PASSAGE PROVIDED –
To use v4l2loopback, we show how to use gldownload to transfer the frame into system memory. Although this technique increases latency, it appears to be faster than streaming without hardware decoding on our test system.

Audience

If you already have streaming working with the THETA on your x86 Linux machine and want to experiment with reducing latency, this article will guide you through installing and configuring hardware decoding on the GPU.

If you are using NVIDIA Jetson boards, you do not need this article. On Nano hardware, you are likely already using hardware acceleration. If you are using NVIDIA Jetson Xavier hardware, the hardware decoder is nvv4l2decoder and is included in JetPack, the Jetson OS you download from NVIDIA. On Jetson, the sink is nv3dsink.

If you are using x86 and do not have streaming working at all, you should first try this pipeline.

pipe_proc = " decodebin ! autovideosink sync=false qos=false";

Note that both sync and qos are false.

If you have enabled the pipeline above and your framerate is still extremely slow, you can try installing all the gstreamer plug-ins using apt from binaries.

If you're still stuck with unusable framerates, this article on using the dedicated video decoder on the GPU may help. However, due to the number of steps involved in installing the gstreamer plug-in, the primary target audience is someone that already has live streaming working and is interested in trying to reduce latency.

Tests

nvdec and glimagesink

pipe_proc = "nvdec ! glimagesink qos=false sync=false";

gstreamer nvdec

foreground: 59.182

THETA video: 58.932

Latency: 250ms

Default decodebin and autovideosink

pipe_proc = " decodebin ! autovideosink sync=false";

gstreamer nvdec

foreground: 691

THETA video: 141

Latency: 550ms

Result: Latency Reduced by 50%

Equipment

  • Intel i7-6800K
  • NVIDIA GTX 950 GPU
  • RICOH THETA Z1 with firmware 1.60.1

Software

  • Ubuntu 20.04
  • NVIDIA Linux graphics driver 455.23
  • CUDA Version: 11.1
  • gstreamer 1.16.2
  • NVIDIA Video Codec 11.0.10

Overview of Steps

  1. verify that you don't have nvdec installed. If you have it installed, you can skip most of this document and go to the section on the gstreamer pipline configuration of gst_viewer.c
  2. Download and install gst-plugins-bad
  3. Install NVIDIA CODEC SDK

  4. Modify gst_viewer pipeline to use the nvdec plug-in for hardware decoding and glimagesink for display to the screen

Tips

Verify if you have nvdec installed.

GIVEN EXERCISE –
In the THETA hardware-decoding article, what latency did the test measure for the pipeline using nvdec and glimagesink?

DATASET EXTRACT –
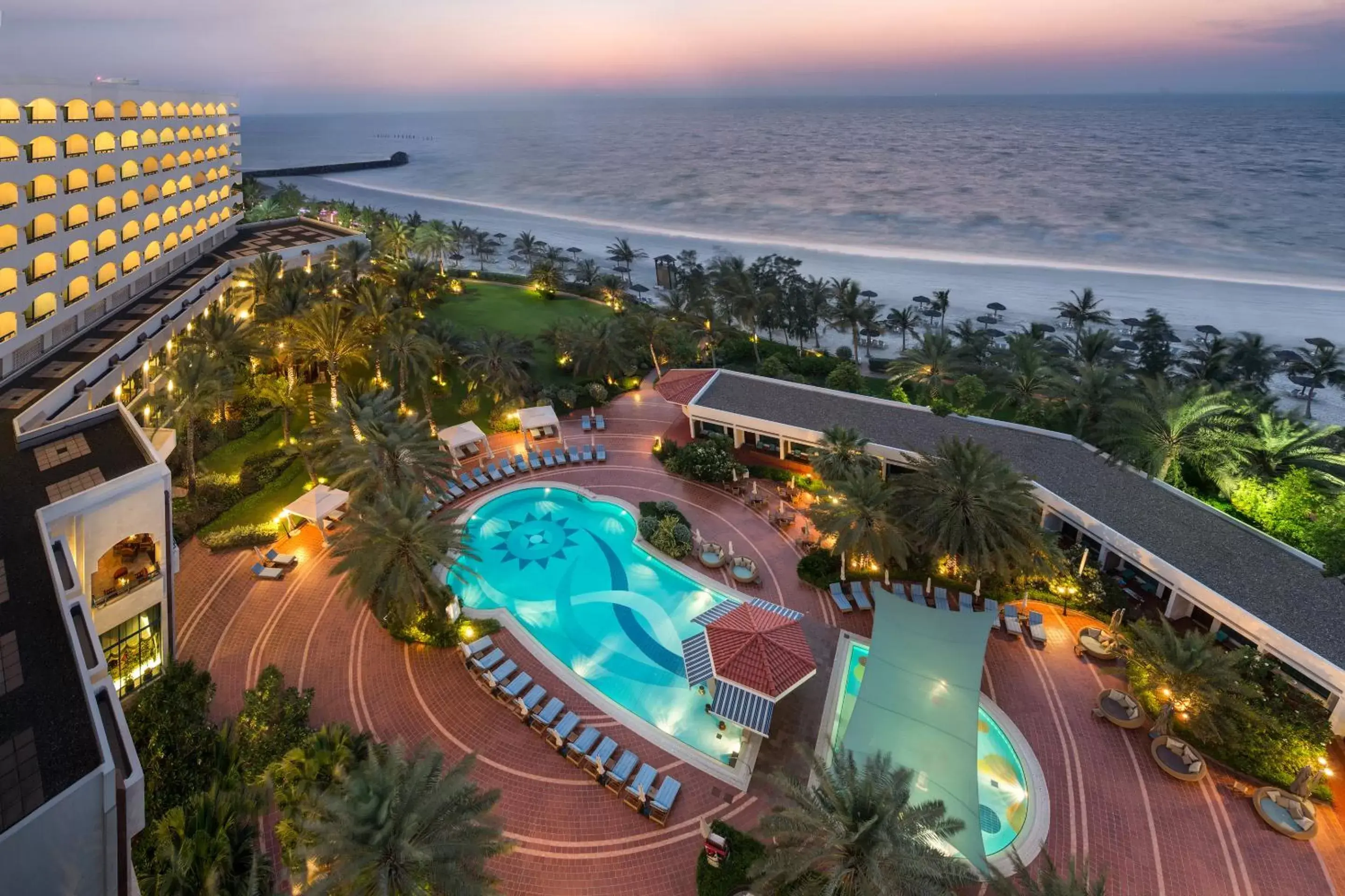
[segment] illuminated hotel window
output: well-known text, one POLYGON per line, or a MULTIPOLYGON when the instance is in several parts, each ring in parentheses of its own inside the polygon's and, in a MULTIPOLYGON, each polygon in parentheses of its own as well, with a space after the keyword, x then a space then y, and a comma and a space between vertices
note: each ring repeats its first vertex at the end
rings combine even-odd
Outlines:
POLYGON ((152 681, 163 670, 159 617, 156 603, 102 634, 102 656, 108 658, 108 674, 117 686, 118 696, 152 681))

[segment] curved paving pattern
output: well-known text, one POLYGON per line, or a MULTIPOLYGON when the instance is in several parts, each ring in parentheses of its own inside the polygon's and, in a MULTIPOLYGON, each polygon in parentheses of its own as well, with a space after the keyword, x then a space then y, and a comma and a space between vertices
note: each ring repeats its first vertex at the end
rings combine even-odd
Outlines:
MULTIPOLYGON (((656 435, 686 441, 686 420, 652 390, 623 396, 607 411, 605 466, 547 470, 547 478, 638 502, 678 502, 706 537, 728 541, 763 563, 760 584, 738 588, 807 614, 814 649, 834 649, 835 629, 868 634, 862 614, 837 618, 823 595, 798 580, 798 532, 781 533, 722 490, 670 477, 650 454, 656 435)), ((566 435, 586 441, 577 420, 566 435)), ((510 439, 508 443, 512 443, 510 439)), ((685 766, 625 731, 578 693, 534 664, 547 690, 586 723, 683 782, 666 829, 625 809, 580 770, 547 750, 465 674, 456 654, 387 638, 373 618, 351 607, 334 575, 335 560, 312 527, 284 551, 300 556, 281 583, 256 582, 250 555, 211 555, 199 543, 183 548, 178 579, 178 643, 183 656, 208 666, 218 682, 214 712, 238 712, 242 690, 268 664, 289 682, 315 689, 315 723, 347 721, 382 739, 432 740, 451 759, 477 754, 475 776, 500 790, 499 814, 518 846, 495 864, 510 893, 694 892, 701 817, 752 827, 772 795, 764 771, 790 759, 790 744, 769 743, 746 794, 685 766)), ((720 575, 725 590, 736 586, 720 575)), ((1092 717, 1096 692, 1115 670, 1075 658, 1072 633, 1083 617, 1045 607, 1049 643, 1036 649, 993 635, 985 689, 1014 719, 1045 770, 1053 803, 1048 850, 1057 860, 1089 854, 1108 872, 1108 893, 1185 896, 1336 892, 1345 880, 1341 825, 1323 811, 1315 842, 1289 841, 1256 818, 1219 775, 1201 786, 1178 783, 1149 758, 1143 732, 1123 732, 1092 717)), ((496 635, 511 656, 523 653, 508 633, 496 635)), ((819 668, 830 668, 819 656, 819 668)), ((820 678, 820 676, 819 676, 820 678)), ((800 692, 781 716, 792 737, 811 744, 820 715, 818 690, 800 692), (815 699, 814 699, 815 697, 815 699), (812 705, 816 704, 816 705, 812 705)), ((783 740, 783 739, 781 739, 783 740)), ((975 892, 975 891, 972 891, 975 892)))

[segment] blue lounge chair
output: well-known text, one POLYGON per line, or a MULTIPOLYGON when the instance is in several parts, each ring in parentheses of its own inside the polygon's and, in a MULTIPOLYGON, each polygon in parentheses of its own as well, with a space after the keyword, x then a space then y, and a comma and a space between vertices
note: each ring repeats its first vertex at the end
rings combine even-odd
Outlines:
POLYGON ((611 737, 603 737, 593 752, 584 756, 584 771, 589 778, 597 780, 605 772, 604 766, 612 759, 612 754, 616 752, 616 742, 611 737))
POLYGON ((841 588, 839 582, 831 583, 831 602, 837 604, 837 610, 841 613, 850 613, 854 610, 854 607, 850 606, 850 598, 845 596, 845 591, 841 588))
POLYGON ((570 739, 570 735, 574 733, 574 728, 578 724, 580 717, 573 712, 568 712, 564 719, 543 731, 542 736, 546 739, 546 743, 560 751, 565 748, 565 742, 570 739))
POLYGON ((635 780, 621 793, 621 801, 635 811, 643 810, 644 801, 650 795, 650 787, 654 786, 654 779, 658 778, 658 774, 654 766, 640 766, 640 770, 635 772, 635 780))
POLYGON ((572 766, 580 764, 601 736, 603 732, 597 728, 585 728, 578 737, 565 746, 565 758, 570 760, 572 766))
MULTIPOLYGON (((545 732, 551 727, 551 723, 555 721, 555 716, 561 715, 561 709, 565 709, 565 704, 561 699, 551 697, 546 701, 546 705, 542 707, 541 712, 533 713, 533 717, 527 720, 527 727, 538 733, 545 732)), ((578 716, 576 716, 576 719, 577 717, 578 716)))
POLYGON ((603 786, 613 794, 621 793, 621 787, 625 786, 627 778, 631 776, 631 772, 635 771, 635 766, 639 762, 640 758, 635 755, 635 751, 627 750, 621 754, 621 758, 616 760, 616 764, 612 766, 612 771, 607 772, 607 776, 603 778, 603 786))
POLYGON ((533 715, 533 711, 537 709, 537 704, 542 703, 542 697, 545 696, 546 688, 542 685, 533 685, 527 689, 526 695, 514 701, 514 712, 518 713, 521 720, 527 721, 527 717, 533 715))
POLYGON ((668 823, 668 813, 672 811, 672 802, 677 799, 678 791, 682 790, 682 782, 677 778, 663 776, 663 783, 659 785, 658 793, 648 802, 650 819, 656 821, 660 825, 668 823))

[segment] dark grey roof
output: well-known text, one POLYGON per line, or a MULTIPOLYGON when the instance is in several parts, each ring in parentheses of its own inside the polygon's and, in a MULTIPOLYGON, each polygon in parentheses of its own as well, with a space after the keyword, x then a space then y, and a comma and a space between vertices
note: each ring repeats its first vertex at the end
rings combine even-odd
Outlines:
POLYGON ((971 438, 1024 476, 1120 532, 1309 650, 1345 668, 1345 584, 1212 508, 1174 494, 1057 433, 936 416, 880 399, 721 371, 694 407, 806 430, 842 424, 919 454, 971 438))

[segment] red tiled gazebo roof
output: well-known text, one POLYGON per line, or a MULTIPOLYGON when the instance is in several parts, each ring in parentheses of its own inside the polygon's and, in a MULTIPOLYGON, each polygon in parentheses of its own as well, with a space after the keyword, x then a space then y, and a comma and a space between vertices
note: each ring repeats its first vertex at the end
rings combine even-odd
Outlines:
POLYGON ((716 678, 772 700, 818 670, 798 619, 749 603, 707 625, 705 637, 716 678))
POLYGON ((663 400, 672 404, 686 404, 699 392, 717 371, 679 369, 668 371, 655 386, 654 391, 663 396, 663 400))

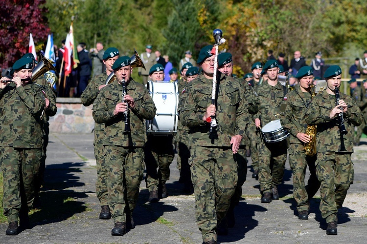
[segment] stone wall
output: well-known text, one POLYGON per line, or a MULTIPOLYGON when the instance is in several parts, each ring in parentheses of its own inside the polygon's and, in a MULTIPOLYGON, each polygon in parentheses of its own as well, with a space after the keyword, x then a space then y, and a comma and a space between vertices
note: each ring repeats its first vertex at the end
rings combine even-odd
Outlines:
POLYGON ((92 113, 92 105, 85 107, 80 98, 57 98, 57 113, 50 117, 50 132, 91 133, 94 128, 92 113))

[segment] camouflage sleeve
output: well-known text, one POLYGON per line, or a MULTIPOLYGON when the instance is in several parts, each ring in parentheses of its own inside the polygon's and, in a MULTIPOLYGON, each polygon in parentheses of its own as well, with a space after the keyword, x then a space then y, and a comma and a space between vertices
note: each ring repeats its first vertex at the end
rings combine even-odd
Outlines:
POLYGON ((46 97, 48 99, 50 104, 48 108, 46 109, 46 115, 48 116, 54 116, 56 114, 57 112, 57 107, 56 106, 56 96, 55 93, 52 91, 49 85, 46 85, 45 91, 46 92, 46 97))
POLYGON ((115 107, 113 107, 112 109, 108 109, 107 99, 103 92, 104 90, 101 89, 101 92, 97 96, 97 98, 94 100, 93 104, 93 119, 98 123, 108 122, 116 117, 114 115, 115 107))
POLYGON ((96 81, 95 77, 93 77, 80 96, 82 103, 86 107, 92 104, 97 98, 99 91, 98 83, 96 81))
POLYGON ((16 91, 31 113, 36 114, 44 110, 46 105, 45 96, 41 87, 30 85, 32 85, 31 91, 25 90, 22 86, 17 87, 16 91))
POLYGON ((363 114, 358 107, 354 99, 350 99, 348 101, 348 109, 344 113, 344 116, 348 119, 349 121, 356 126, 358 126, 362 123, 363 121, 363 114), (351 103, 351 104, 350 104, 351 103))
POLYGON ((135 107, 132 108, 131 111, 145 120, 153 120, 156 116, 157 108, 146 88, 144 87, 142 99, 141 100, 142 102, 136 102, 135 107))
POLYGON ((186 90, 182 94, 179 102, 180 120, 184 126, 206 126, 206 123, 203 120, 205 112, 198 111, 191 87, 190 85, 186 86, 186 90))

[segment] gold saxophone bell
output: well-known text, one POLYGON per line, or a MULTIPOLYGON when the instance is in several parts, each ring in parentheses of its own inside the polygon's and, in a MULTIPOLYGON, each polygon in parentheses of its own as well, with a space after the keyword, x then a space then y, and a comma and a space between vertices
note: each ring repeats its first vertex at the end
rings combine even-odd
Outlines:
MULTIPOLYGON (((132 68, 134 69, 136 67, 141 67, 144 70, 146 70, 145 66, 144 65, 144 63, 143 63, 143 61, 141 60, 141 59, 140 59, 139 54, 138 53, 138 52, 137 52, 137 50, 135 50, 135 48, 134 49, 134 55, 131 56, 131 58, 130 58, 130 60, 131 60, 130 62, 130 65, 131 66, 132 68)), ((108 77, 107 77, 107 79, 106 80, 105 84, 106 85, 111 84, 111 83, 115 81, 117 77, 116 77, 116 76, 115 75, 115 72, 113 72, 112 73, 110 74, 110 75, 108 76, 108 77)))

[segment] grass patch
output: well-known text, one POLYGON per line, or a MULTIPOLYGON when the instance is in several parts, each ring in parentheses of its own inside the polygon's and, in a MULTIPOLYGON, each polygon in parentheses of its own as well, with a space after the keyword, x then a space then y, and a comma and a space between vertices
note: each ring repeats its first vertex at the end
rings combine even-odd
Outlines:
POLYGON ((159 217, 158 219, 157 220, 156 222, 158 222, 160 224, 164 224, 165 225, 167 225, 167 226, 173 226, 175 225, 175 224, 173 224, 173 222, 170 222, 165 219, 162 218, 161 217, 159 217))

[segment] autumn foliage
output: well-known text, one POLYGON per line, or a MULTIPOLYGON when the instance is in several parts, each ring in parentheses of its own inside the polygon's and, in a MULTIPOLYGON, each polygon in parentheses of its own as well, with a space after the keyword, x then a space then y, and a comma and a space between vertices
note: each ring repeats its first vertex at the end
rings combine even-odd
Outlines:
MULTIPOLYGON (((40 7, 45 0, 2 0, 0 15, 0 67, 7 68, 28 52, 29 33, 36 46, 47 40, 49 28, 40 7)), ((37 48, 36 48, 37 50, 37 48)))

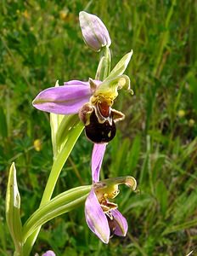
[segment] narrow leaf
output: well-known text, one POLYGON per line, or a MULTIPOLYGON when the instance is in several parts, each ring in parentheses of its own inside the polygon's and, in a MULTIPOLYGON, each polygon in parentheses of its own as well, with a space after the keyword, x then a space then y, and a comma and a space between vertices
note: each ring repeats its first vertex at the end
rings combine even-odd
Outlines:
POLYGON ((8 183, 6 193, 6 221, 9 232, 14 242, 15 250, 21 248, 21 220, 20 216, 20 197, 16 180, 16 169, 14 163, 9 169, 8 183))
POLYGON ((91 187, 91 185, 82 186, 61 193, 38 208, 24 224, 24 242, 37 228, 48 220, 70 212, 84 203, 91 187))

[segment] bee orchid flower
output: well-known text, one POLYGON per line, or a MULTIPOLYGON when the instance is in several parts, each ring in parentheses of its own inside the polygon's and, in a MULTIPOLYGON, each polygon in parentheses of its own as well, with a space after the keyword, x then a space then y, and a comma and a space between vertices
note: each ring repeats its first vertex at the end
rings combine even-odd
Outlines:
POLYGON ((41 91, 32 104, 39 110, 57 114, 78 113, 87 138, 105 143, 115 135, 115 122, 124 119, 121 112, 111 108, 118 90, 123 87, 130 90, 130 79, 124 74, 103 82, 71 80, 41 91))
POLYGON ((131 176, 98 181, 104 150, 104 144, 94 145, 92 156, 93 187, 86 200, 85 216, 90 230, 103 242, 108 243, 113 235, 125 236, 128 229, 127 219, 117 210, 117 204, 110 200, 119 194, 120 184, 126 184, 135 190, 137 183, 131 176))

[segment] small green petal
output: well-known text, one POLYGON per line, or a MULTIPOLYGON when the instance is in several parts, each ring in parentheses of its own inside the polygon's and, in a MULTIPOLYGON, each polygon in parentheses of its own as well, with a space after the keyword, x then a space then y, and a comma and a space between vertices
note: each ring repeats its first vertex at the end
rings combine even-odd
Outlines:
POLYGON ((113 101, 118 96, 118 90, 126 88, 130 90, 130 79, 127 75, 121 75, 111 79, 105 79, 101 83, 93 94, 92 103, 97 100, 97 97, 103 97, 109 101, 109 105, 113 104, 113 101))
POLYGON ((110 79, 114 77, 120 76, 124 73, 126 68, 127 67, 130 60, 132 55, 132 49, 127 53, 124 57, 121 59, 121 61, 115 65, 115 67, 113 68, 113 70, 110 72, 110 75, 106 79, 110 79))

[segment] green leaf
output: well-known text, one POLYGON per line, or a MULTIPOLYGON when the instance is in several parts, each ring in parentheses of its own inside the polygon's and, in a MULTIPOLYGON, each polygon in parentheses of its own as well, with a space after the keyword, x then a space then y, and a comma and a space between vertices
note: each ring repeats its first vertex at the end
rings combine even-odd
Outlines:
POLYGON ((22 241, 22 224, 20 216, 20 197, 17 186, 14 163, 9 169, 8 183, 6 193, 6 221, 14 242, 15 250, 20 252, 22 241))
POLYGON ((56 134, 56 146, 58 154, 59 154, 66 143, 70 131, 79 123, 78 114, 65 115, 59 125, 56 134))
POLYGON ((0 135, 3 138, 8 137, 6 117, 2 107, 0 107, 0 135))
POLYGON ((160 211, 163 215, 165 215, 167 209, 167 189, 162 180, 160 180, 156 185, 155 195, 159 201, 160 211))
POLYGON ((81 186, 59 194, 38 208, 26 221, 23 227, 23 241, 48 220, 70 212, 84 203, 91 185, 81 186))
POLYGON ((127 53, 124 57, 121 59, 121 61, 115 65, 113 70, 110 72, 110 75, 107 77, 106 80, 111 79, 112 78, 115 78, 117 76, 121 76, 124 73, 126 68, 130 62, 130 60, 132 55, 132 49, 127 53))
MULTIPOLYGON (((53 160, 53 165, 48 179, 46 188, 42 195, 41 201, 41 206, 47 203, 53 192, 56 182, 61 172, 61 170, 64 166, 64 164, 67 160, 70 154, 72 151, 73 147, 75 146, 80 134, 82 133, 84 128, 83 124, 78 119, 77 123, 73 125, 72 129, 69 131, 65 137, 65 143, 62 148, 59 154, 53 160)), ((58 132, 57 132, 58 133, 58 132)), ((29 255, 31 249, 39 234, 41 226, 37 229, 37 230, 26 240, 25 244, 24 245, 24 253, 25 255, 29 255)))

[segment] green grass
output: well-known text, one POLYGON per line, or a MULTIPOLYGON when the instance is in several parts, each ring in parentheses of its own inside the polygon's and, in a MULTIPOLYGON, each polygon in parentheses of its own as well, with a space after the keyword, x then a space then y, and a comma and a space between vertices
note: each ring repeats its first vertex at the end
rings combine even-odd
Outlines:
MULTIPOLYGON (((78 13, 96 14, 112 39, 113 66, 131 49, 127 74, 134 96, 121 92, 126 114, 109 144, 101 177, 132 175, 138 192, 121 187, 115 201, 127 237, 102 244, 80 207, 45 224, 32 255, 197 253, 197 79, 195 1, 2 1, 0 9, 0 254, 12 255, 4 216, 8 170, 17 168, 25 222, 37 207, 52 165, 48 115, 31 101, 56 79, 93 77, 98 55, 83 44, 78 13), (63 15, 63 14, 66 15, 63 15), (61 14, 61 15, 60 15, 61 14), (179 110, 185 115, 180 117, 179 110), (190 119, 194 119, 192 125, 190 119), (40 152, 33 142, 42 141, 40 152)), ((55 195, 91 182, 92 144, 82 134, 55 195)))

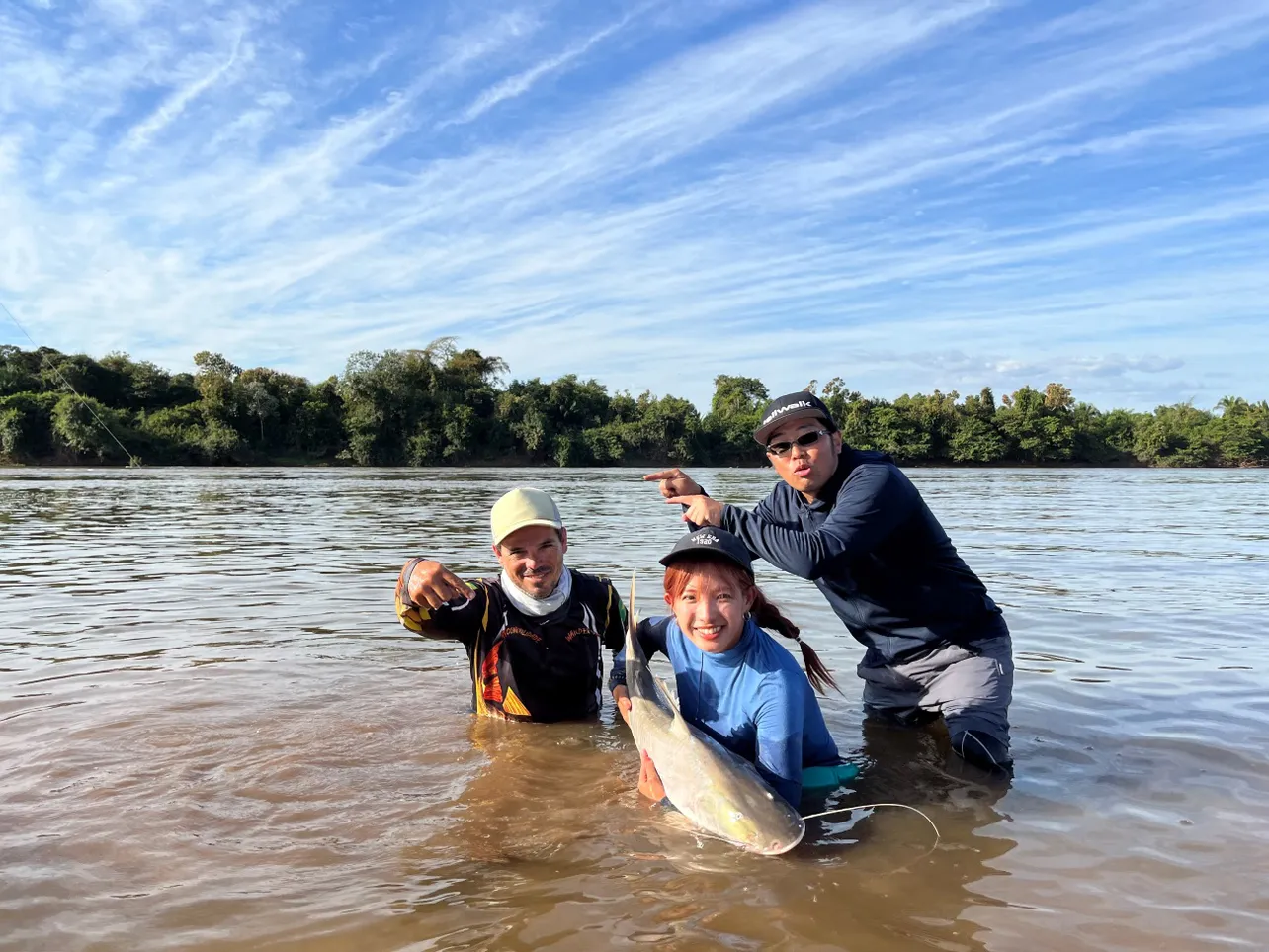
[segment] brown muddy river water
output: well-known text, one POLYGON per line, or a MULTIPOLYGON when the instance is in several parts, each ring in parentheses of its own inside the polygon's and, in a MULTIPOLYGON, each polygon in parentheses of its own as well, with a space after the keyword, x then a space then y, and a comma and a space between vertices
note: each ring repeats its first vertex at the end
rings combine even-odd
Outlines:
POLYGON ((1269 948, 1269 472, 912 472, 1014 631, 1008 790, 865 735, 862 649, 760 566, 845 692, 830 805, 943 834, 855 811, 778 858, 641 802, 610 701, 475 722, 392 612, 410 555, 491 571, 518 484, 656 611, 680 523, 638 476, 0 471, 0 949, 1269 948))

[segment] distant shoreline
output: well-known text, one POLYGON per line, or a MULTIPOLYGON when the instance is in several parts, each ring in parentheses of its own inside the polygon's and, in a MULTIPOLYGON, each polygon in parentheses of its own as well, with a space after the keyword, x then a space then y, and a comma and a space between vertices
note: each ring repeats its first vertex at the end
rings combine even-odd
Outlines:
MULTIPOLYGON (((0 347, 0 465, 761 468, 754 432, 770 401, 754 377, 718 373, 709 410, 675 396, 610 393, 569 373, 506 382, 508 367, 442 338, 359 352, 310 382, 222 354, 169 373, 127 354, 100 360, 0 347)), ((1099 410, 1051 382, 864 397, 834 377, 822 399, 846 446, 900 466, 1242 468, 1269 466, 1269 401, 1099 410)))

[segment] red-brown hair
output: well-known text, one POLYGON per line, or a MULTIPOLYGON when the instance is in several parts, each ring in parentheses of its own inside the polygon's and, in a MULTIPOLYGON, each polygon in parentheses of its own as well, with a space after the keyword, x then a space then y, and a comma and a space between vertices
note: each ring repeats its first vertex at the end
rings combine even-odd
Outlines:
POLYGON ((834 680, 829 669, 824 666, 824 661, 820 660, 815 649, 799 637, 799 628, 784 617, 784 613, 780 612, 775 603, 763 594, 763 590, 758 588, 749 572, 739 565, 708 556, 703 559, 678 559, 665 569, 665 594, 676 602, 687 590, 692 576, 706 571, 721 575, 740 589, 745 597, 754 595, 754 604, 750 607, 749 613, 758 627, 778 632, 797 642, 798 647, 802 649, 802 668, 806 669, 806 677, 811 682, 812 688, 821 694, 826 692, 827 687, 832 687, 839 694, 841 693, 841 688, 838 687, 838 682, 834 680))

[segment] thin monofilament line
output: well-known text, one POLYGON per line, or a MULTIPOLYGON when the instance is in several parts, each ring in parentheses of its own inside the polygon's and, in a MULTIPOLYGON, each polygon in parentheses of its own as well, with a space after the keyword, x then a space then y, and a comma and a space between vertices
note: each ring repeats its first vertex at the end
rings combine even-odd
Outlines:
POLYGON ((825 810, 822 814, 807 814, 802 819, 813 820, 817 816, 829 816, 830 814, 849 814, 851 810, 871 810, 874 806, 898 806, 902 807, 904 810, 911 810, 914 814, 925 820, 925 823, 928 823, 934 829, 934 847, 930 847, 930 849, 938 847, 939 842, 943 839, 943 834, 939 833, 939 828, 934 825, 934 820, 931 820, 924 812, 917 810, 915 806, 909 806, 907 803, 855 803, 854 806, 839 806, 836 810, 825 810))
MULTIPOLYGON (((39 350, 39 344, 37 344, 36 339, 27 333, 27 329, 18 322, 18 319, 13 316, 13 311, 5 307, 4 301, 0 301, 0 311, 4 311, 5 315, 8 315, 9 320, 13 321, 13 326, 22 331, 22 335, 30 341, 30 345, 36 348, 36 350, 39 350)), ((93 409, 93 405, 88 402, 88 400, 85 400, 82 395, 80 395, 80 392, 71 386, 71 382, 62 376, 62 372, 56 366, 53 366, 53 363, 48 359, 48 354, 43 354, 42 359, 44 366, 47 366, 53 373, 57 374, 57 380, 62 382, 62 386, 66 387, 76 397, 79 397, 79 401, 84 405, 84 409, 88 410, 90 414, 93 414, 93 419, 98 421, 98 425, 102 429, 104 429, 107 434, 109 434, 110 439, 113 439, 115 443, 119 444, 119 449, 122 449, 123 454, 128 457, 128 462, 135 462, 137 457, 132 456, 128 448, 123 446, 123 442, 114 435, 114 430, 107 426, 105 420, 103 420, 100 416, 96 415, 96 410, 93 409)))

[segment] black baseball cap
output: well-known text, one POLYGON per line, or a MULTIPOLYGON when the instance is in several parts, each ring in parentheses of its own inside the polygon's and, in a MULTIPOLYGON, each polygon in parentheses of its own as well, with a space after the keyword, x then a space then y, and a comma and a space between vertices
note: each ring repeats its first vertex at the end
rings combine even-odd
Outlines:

TASK ANSWER –
250ms